● **WRITTEN PROBLEM**: Can you copy the items verbatim, beginning at the line that contains "TARGET: blue water" and stopping after the line that contains "[(441, 344)]"? Leave the pictures out.

[Records for pointing at objects in photos]
:::

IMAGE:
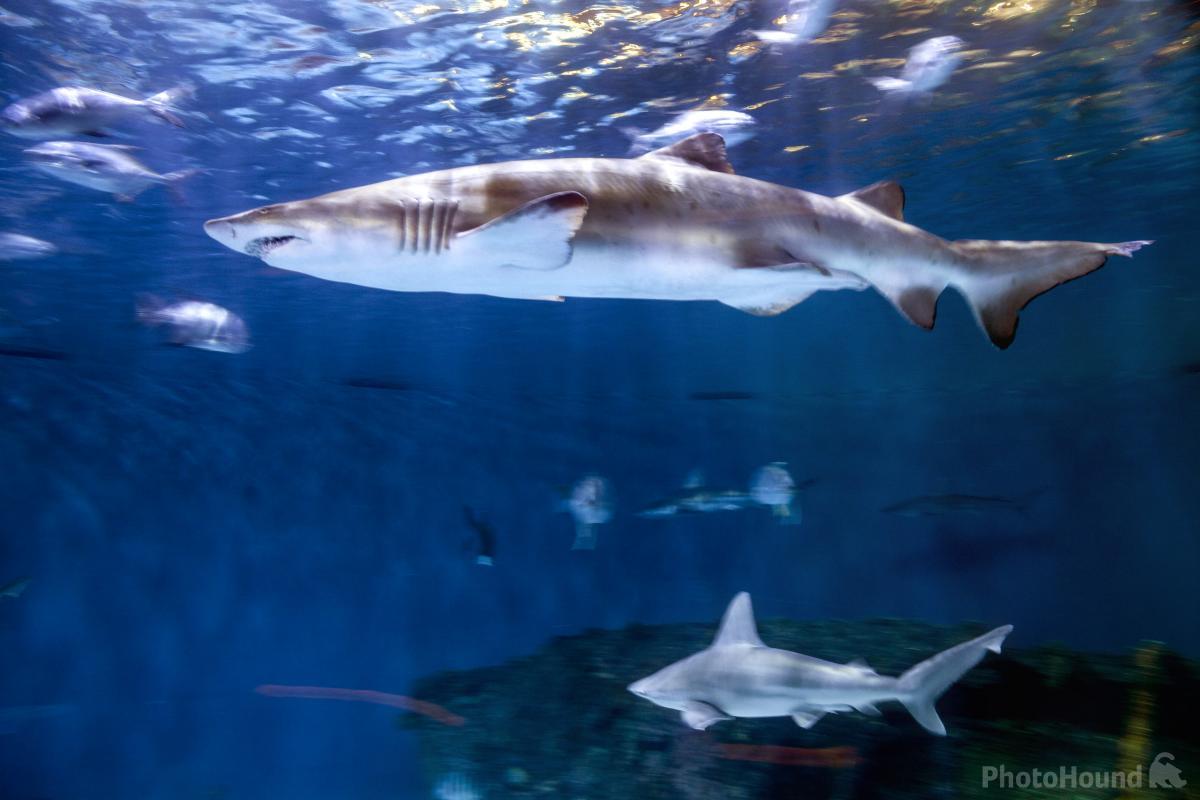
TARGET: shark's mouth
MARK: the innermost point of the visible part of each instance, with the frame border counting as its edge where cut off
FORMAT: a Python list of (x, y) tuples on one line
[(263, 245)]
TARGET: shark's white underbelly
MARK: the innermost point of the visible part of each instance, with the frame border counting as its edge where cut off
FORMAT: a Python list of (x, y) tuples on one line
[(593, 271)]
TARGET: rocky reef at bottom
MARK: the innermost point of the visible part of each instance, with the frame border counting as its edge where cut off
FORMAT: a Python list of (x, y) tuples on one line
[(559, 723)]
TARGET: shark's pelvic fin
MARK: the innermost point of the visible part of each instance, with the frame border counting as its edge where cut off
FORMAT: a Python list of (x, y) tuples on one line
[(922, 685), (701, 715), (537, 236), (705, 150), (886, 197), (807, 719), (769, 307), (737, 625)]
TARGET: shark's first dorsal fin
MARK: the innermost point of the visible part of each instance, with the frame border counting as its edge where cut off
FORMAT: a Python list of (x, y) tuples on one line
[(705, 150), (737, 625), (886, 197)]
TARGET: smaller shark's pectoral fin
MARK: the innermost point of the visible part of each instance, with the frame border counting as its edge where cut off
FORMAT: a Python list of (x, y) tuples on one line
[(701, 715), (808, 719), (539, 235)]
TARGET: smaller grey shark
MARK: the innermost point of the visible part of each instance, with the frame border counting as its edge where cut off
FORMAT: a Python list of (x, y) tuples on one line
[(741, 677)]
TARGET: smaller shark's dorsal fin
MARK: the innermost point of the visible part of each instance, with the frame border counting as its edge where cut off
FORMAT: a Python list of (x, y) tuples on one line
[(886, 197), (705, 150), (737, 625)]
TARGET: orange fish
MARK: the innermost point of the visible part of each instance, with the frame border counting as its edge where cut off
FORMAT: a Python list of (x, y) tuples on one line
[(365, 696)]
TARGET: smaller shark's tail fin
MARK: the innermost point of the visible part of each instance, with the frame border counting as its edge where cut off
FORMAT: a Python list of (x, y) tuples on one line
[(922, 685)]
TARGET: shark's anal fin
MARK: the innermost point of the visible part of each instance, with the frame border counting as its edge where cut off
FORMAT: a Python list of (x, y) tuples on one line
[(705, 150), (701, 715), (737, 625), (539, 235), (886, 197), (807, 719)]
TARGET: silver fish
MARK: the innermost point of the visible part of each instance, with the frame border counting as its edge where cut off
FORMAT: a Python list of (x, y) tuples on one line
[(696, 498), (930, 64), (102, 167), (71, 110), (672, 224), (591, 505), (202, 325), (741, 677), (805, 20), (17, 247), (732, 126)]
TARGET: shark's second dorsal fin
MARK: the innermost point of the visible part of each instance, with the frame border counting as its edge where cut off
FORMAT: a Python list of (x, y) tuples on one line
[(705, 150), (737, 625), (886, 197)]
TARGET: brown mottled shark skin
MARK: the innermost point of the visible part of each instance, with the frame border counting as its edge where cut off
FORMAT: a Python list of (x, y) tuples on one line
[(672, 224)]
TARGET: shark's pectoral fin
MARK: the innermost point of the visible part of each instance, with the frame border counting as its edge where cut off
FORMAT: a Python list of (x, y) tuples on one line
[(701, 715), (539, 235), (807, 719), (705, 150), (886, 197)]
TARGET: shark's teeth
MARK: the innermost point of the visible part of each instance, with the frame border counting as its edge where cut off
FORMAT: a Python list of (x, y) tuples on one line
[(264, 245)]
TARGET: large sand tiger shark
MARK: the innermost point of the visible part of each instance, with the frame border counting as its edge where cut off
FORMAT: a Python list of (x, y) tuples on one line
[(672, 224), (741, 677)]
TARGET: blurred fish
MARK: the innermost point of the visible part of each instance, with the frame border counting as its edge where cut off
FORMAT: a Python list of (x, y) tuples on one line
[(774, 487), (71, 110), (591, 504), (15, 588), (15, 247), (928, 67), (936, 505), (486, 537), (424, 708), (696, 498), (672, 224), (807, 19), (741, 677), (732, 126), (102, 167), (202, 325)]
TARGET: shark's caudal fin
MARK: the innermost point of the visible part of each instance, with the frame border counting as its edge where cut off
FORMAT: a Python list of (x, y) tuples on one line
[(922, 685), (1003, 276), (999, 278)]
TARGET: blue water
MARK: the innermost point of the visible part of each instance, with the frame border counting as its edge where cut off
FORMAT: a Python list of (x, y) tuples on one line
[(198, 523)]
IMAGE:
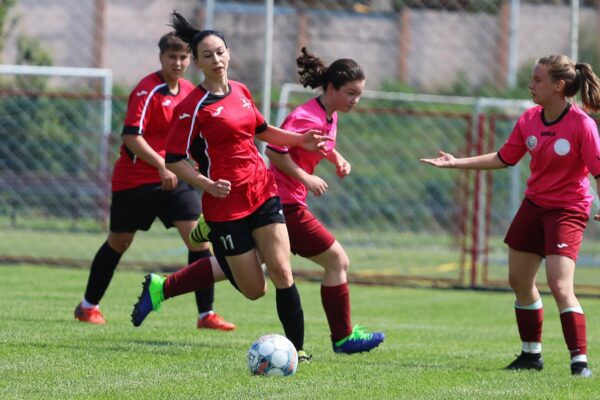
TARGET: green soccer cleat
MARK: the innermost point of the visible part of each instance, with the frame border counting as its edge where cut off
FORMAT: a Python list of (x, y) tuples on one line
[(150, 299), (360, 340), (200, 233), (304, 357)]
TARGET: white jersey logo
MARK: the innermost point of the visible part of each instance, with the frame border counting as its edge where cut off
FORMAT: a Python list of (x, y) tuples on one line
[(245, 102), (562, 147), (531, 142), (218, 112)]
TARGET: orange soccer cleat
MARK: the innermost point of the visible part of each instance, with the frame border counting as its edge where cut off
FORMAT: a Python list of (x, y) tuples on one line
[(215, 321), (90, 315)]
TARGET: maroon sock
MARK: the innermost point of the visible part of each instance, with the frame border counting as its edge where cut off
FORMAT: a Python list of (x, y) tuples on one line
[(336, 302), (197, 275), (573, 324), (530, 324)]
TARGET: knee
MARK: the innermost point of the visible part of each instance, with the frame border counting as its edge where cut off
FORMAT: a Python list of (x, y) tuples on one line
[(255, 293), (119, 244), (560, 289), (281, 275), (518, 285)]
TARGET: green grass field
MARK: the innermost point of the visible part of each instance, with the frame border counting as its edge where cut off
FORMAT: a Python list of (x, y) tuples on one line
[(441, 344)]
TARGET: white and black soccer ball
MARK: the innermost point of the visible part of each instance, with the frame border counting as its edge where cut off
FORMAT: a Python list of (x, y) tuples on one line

:::

● **FINAL ANSWER**:
TARGET: blue water
MARK: the innermost point of the visible part of each instance, with the frame border counting as its edge where cut off
FORMAT: a Python list of (x, y) tuples on one line
[(198, 523)]
IMAGE:
TARGET: green soccer cleat
MARK: the innermost point of the visible part of each instance, with the frame border counting as its edge where cut off
FORMAT: a Python list of (x, y) tuples on one line
[(150, 299), (360, 340), (200, 233), (304, 357)]
TARGET: white jersey logo
MARK: the innermost point of the visible part of each instance, with the frame border counting as its edge where cut off
FORMAT: a Python list of (x, y) tuples on one line
[(245, 102), (562, 147), (531, 142), (218, 112)]
TARGET: orange soccer cleat
MARK: the innermost point of the visible part of each instance, with the frame border counting as its edge where cut off
FORMAT: a Python list of (x, y) tuples on one line
[(215, 321), (90, 315)]
TARGET: maroon sock
MARK: the innermost point of the visible part of each instance, with the frame border counting as its edge where cut off
FORMAT: a Python list of (x, y) tuples on one line
[(336, 302), (197, 275), (573, 324), (530, 324)]
TARGET: knee
MARK: the innermost point of the visible part of each instance, with the frame border counting as its edge where cut off
FORMAT: a Python list of (x, y) tuples on one line
[(255, 293), (119, 244), (560, 289), (281, 275), (518, 285)]
TARGET: green grass field
MARK: the innermost point of the visible part of each instance, with the frame border counting as its edge where cut off
FORMAT: a Python list of (x, y) tuples on one line
[(441, 344)]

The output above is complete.